Copy out the records below word for word, starting with their first line and going on through the line that contains "<point>169,92</point>", both ends included.

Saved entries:
• • •
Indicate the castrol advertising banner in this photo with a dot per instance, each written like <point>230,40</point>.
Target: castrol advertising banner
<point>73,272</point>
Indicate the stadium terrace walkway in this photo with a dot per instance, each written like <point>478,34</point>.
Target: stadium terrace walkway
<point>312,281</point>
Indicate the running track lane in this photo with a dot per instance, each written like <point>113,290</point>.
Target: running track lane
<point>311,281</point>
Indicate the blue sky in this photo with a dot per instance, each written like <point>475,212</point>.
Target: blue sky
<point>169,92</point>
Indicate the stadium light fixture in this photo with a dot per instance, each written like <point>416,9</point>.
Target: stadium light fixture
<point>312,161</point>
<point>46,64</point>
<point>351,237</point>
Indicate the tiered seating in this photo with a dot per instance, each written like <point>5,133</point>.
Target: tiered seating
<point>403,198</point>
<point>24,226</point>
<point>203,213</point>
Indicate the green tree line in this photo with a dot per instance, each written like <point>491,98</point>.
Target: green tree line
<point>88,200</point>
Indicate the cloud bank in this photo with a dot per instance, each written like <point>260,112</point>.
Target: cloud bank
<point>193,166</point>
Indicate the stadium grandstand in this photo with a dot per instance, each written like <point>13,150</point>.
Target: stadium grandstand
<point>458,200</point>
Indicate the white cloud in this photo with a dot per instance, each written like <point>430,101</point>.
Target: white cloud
• • •
ANSWER TO THIS EXERCISE:
Indicate the castrol advertising banner in this photo with a dot per instance, each written like <point>230,40</point>.
Target: castrol advertising banner
<point>73,272</point>
Indicate the stadium terrace walkway in this photo with a dot per instance, each written like <point>478,34</point>.
Target: stadium terrace walkway
<point>312,281</point>
Indicate the running track lane in this photo with a dot per instance, each written like <point>113,290</point>.
Target: running track lane
<point>311,281</point>
Indicate the blue sky in this photo with a dot per instance, each written like <point>475,212</point>.
Target: blue sky
<point>169,92</point>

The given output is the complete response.